Saved entries:
--- START ---

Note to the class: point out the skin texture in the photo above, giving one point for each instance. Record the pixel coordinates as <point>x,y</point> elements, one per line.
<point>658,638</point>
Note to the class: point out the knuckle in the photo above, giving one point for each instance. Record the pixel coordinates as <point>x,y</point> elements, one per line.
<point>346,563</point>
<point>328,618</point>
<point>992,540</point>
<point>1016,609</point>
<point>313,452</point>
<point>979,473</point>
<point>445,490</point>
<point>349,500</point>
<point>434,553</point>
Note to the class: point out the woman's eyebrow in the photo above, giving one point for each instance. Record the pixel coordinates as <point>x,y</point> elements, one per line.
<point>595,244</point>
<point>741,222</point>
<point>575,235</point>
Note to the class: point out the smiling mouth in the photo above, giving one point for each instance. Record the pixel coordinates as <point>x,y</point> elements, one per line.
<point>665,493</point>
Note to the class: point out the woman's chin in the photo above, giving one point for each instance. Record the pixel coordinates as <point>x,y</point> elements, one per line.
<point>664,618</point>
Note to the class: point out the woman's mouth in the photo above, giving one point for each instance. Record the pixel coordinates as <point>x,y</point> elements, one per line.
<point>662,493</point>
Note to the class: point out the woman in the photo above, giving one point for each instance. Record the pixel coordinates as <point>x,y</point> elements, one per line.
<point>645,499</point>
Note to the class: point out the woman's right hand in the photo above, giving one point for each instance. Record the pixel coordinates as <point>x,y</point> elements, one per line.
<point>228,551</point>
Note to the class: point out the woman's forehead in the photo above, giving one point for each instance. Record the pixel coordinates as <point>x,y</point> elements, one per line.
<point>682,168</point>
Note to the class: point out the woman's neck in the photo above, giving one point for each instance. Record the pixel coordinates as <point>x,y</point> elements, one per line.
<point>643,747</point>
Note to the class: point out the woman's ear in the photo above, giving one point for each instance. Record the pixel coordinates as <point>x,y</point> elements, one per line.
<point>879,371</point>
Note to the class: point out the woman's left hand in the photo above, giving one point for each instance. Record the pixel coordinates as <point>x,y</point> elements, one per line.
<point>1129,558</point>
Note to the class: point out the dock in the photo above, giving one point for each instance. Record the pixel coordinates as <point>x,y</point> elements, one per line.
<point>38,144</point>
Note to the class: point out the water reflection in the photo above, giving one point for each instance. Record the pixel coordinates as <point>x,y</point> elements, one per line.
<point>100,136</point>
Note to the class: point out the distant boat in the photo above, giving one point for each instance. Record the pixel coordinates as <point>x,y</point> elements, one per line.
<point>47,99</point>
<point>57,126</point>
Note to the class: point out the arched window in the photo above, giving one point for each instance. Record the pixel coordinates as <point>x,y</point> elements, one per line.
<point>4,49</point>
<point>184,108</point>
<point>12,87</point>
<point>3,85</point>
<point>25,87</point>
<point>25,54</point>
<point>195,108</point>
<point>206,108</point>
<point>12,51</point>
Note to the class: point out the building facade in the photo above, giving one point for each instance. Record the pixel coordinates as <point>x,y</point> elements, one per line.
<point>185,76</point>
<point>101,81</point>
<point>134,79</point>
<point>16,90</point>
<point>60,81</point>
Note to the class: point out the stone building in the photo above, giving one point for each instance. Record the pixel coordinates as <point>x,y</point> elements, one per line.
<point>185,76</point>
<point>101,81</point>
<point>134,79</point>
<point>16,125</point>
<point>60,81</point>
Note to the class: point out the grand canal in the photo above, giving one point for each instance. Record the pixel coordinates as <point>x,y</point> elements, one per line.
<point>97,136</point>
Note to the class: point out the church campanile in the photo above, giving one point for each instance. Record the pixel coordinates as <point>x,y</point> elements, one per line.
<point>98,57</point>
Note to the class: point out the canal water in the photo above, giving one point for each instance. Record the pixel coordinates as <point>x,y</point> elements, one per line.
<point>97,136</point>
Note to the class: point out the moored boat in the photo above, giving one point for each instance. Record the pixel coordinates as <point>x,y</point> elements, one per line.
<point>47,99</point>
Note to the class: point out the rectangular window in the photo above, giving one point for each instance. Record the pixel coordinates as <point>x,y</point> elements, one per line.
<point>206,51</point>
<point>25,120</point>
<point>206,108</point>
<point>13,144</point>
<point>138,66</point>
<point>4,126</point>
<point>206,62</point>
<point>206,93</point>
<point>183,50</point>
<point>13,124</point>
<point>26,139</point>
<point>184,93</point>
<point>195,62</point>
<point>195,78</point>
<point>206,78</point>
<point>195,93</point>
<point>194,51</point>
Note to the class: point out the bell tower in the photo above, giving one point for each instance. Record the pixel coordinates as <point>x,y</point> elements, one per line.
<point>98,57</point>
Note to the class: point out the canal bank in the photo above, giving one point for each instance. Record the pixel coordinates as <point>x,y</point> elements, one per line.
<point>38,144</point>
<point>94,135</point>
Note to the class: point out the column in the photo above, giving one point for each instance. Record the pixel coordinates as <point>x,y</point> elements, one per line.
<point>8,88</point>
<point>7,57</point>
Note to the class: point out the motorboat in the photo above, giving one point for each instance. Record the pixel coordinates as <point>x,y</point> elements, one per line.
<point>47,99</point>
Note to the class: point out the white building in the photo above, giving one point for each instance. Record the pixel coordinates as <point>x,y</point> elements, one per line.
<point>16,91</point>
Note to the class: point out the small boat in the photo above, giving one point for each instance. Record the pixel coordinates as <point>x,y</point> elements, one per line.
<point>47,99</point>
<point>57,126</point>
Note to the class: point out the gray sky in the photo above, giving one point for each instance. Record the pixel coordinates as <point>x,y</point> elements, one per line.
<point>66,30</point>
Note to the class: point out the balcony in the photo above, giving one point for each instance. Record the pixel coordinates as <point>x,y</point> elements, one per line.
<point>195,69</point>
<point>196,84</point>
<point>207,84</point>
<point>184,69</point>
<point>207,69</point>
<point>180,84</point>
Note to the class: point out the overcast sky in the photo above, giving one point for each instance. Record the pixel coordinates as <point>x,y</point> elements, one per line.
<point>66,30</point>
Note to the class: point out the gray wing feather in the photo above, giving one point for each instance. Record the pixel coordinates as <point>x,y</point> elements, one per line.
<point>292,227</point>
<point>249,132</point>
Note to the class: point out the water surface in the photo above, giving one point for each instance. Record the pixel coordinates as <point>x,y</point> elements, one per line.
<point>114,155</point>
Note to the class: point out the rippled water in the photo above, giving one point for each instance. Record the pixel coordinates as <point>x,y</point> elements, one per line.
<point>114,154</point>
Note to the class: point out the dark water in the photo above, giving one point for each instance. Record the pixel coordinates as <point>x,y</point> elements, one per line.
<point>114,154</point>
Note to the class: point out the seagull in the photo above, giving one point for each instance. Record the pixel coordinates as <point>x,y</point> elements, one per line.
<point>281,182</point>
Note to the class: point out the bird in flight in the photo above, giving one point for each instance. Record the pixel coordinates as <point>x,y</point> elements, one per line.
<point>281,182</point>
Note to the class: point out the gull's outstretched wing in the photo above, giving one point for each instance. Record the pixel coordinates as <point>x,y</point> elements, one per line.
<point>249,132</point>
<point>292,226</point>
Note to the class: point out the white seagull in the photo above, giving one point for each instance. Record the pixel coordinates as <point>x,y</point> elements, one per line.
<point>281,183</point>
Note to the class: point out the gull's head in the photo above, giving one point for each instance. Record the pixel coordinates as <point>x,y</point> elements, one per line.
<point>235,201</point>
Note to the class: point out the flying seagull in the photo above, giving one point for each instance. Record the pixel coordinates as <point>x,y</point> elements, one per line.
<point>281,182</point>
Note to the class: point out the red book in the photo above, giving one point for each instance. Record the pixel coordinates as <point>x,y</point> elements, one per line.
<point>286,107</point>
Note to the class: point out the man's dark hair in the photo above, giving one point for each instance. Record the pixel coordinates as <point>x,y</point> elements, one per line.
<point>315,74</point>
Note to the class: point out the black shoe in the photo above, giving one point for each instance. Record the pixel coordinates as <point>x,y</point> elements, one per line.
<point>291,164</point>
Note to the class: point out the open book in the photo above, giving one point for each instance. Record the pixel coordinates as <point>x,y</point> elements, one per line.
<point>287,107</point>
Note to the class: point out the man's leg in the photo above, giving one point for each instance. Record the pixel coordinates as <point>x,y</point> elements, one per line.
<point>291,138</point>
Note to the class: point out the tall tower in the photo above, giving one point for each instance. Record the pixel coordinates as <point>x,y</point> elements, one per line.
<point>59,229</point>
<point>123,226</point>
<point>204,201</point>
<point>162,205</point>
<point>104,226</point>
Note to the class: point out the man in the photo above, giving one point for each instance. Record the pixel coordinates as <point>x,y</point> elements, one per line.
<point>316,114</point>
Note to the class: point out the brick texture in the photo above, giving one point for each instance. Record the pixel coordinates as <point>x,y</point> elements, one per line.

--- END ---

:: Work to complete ::
Copy out everything from the beginning of the data above down to and including the line containing "<point>664,618</point>", keeping each line exactly as it appears.

:: Response for this exercise ::
Note to the class: point out the skin texture in the photo above, giving one point for each instance. Record the pixel coordinates as <point>x,y</point> elements, one per line.
<point>658,638</point>
Note to the class: point out the knuckle in the photo above, giving one point for each instance. Record the pixel coordinates as <point>x,y</point> elements, one per line.
<point>346,563</point>
<point>328,618</point>
<point>992,540</point>
<point>1016,609</point>
<point>313,452</point>
<point>979,473</point>
<point>445,490</point>
<point>349,500</point>
<point>434,553</point>
Note to the class: point out the woman's eyebrow in the photo above, giving one point for each instance. Record the pixel coordinates as <point>x,y</point> elements, one per line.
<point>595,244</point>
<point>741,222</point>
<point>575,235</point>
Note to the class: point out the smiling mouth in the photo above, giving one point for each instance. Record the pixel coordinates as <point>x,y</point> elements, one per line.
<point>665,493</point>
Note to the class: point out the woman's chin in the photo above, giving one point for each instance. Record the pixel coordinates as <point>x,y</point> elements, one per line.
<point>664,618</point>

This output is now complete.